Document section below:

Armelle: “For Château du Taillan, we have a new website with an oeno-boutique in order to sell the wines. I communicate with my customers on the web, too, by Instagram and everything and hired a manager for that – one of my daughters! She’s done a lot of things with Instagram and everything. And it’s true that it’s interesting for me because it’s so different to what I was doing, for example – good photos touch so many people if it’s nicely done with good words.

Bottles
“Another target for me as a Cru Exceptionnel is to consolidate the quality of the wine I am producing. And so I’m very much concentrated on that and it’s really what I like to do.
“I am also interested in how I can reach the new generation, which is very interested in biodynamic. And I think it could be very interesting to get off the classical road of Bordeaux and Médoc wines – but for our second marque.”
So, you’re thinking of having a biodynamic line?
Armelle: “I’m thinking about having something closer to the nature as something which speaks to some consumers – to produce a second wine with that sense in the communication. This will have nothing to do with the Cru Bourgeois story, which is important because it’s the story of Bordeaux, but I think it’s important to have in mind this new way of thinking about nature and society. That’s what I’m thinking but, you know, I’m always brainstorming.”
How involved are your sisters?
Armelle: “One of my sisters is working with me. She’s taking care of the labelling and orders and shipping. The others, they are not involved, not in the winery. But the estate has a chateau, which is the family house first. My grandmother is still living there and it’s where she receives her family. So they come often to the winery.”
How come it’s you who has the most interest in the family business?
Armelle: “It’s just because I’m an oenologist, so I was the only one to be involved in the winemaking process. And so, when our father disappeared quite suddenly, in 1992, I just naturally took over from him – but I never worked with him. I had to discover everything in the business after him.
“So, I arrived here at Château du Taillan with his team. I was a young oenologist; I slowly introduced what I had learned and I really have been running after the quality since I arrived here. My philosophy is always to do better and better and better because I like tasting very much and I like very good wine. And I think it’s interesting, you know, to produce the finest wine possible according to the terroir you have. I mean, there is no way to make a Pauillac or Margaux with what I have here, but to go the farthest possible in my category, that’s what I wanted to do.

End of Document section.
Stored data below:

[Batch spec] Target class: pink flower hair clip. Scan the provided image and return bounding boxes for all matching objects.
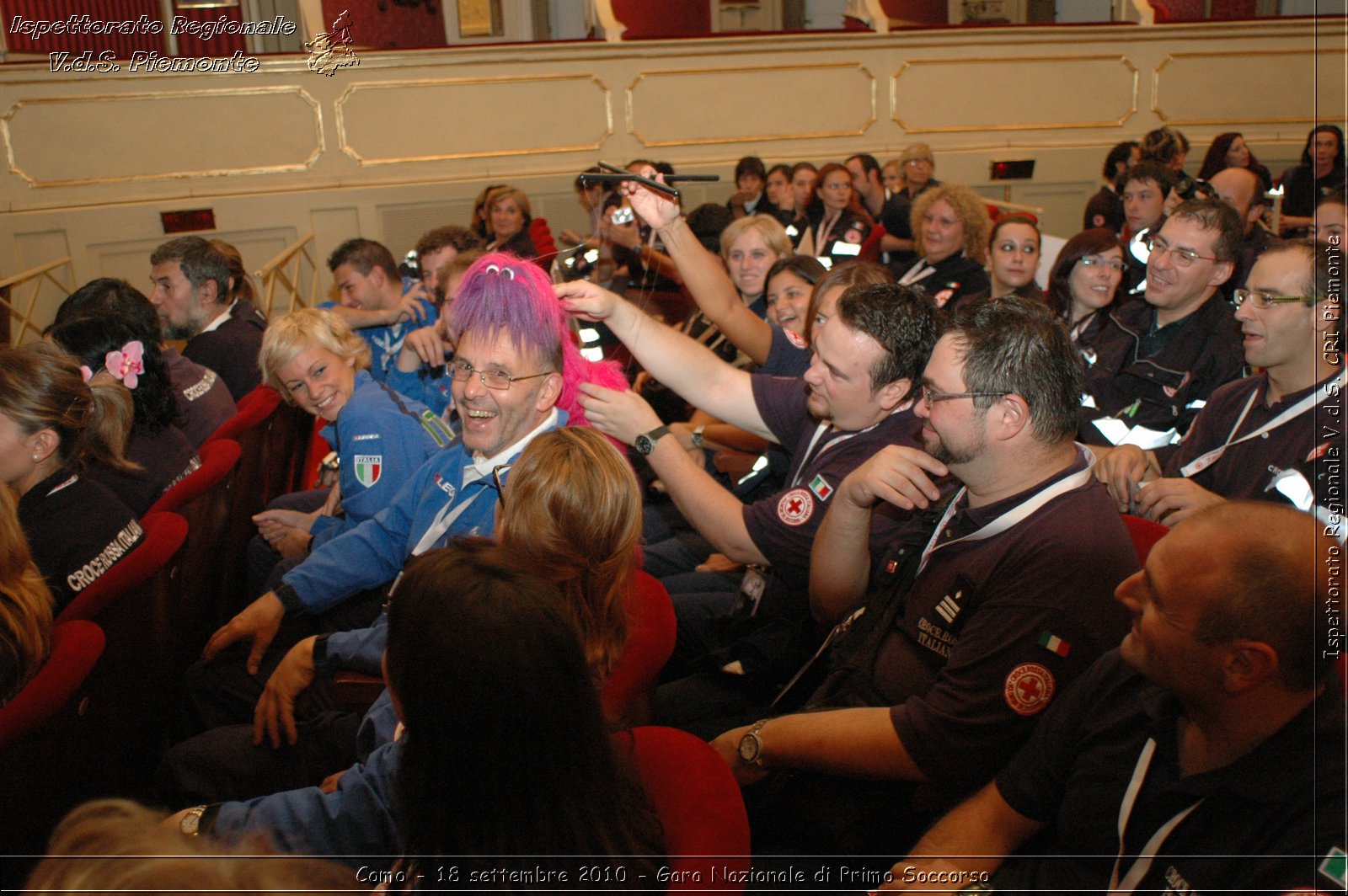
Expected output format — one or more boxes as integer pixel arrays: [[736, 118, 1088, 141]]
[[104, 339, 146, 389]]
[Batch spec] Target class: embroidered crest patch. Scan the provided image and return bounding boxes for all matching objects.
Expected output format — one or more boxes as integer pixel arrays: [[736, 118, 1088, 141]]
[[352, 454, 384, 488], [1002, 663, 1056, 716], [777, 489, 814, 525]]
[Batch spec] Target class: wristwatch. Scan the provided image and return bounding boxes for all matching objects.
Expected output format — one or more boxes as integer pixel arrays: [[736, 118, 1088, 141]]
[[740, 718, 767, 768], [178, 803, 206, 837], [634, 426, 670, 454]]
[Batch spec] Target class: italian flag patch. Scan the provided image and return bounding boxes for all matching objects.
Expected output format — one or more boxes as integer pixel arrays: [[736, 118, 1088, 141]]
[[1319, 846, 1348, 887], [353, 454, 384, 488], [1040, 632, 1072, 656]]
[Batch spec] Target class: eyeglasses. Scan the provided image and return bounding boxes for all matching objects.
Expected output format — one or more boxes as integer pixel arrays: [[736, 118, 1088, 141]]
[[449, 361, 551, 392], [1231, 290, 1319, 312], [1077, 254, 1126, 274], [492, 463, 515, 507], [1147, 236, 1222, 268], [918, 386, 1011, 411]]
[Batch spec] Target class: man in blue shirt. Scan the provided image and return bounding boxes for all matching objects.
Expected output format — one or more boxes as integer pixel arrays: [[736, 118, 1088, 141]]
[[319, 238, 436, 381]]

End of Stored data.

▸ Tasks:
(1) In the Château du Taillan interview, which tasks does the sister who works with Armelle handle?
(2) Please pick up the Château du Taillan interview after its last sentence and continue it.

▸ Answers to the exercise:
(1) Labelling, orders and shipping.

(2)
“And I’m very happy because, after 25 years, I was among the 14 Cru Bourgeois Exceptionnel, which is a good answer to the work I have done. The work is a whole life. This job just takes everything, all your passion.”
But do you enjoy it?
Armelle: “Yes, because it’s worth it. It’s worth it when you like the project. When you like money it’s different. It’s not the same business as a classified growth, for example. It’s very different. You really have to work out how to exist and to stay in the competition with average money because the price of the Cru Bourgeois will never go through to the level of a classified growth.
“Currently we have an average (retail) price for Cru Bourgeois which starts at around €15 and goes up to around €25.”
And now one of your daughters is interested in parts of the business?
Armelle: “Like a lot of young people, she was supposed to go abroad. But, she is interested now. That’s one of the good things from life today. As we cannot go out, we cannot travel, we cannot see friends, we spend more time with the family. And so, it is true that since March 2020 we do some tastings with my daughters (Tatiana, Margot and Justine), which is something I would have never thought possible. It means that when we are here on the weekends, I open some bottles, different bottles, and we explain about Bordeaux, Burgundy and they learn about wine. It is something which I thought I would never do.”
It’s good you’ve had the chance to do that.
Armelle: “Exactly, to make them discover it. Now they ask for new wines and what are we going to taste this weekend? The interest has been born for them.”